§ **Given data**:
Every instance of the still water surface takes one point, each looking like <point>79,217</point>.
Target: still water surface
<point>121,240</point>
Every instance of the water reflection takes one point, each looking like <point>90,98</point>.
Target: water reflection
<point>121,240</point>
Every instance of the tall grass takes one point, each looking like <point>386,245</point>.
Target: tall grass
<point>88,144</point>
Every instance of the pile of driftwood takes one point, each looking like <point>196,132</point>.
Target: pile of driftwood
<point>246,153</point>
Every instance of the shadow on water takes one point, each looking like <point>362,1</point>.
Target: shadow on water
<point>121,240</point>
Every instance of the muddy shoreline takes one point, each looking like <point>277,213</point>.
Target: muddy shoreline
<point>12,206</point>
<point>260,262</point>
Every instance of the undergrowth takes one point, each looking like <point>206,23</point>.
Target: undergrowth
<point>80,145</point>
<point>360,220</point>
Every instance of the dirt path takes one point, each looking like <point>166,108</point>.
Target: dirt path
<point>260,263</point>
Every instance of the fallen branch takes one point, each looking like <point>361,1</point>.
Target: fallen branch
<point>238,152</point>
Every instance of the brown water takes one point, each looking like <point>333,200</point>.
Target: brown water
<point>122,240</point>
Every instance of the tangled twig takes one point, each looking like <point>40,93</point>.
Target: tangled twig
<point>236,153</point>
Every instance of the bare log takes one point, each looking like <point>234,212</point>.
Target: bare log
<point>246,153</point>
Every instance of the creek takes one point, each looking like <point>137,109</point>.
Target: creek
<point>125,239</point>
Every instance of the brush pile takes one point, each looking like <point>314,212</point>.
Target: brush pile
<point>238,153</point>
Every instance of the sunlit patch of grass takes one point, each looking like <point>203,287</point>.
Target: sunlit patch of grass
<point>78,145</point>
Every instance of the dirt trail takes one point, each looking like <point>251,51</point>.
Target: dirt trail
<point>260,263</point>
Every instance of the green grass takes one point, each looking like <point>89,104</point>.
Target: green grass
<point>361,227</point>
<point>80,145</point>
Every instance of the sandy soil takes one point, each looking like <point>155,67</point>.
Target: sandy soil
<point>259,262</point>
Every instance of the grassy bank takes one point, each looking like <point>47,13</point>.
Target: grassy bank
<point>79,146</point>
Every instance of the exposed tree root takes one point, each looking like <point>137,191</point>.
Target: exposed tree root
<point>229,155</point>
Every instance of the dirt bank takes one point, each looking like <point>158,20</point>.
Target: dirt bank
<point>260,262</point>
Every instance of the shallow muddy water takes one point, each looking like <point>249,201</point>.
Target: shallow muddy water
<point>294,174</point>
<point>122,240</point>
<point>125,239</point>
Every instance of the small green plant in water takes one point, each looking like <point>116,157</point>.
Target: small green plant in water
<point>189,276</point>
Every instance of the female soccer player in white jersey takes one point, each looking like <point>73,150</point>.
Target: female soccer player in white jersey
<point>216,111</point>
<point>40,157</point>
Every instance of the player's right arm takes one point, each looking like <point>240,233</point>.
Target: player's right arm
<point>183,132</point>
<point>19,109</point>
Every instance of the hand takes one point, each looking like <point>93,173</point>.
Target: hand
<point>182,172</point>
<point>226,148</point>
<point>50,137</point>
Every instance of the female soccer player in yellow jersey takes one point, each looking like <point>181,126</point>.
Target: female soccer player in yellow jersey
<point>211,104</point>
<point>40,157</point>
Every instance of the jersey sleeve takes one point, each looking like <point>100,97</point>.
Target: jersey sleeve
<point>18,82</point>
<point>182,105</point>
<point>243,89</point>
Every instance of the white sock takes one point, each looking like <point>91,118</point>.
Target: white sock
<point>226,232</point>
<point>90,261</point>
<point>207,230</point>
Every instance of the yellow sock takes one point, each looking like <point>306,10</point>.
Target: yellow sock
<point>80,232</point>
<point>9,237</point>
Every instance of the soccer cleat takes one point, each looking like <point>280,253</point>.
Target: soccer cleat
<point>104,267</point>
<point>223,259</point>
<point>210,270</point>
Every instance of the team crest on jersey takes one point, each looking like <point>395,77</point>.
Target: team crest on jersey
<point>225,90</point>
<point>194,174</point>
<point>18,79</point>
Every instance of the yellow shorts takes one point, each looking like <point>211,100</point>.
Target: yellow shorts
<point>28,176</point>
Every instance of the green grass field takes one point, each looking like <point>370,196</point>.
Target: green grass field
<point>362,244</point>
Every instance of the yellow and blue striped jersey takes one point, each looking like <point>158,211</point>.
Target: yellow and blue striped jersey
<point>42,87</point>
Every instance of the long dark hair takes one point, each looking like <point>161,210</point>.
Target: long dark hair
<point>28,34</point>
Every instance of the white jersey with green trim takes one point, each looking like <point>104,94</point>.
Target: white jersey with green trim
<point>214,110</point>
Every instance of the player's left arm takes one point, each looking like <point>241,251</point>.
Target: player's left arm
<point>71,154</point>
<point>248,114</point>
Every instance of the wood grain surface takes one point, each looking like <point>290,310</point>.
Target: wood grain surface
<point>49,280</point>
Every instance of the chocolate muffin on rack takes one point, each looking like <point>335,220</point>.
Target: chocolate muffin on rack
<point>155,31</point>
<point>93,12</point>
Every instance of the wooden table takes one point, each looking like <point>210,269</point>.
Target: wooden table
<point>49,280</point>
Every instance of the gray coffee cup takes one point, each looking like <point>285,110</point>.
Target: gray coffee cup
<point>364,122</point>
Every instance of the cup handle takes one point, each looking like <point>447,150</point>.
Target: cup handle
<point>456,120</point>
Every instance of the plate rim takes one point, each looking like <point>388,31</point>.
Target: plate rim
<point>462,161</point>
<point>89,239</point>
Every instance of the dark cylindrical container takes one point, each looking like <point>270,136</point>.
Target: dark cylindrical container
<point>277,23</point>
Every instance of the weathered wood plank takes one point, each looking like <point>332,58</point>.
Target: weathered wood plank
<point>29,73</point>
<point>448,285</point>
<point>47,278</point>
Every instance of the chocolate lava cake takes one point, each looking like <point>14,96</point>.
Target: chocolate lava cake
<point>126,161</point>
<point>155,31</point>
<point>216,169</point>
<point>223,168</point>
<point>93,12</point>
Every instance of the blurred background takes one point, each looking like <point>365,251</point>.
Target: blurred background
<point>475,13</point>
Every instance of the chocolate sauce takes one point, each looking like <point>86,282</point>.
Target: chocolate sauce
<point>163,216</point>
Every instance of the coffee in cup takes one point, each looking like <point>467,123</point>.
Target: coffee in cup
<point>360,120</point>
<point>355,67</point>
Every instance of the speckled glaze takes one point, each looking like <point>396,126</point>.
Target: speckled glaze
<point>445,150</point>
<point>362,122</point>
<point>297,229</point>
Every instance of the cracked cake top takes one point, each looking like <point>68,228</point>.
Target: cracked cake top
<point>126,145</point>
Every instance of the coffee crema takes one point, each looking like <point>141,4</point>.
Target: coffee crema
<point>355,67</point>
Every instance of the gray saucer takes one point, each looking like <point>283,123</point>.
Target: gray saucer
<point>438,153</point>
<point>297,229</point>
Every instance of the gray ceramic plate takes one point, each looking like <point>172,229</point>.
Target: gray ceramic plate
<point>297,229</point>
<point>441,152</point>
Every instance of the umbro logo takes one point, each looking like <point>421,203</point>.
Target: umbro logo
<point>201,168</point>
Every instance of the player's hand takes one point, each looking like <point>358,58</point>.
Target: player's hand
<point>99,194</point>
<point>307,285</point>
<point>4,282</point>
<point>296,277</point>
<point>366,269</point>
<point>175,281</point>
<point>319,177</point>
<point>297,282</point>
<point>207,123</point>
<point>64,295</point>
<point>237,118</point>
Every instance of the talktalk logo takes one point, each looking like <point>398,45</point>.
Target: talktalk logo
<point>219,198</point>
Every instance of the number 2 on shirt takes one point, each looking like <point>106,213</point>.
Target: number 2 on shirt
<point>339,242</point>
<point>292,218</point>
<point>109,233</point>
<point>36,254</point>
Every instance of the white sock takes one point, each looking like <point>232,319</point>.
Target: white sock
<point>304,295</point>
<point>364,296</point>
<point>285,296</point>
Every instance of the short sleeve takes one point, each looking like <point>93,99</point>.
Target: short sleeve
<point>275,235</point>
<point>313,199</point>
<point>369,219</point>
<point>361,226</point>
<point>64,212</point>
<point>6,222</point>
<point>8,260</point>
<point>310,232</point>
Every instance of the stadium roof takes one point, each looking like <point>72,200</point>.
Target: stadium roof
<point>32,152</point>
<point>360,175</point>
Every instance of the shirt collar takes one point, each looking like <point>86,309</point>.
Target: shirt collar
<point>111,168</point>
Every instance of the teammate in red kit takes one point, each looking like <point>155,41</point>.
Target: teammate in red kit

§ **Exercise objective**: Output the stretch of the rows above that opens with the line containing "Every instance of the long" and closes with the line containing "<point>248,114</point>" as a Markdown table with the columns Entry and Text, numbering each line in Entry and skipping blank lines.

§ **Reply**:
| Entry | Text |
|---|---|
| 1 | Every instance of the long dark hair takes one point, each looking like <point>161,210</point>. |
| 2 | Target: long dark hair |
| 3 | <point>28,34</point> |
| 4 | Every instance of the white jersey with green trim takes one point, each looking like <point>104,94</point>. |
| 5 | Target: white jersey with green trim |
| 6 | <point>214,110</point> |
| 7 | Every instance of the player's left arm takes one point, each looking like <point>241,251</point>. |
| 8 | Target: player's left arm |
| 9 | <point>71,154</point> |
| 10 | <point>248,114</point> |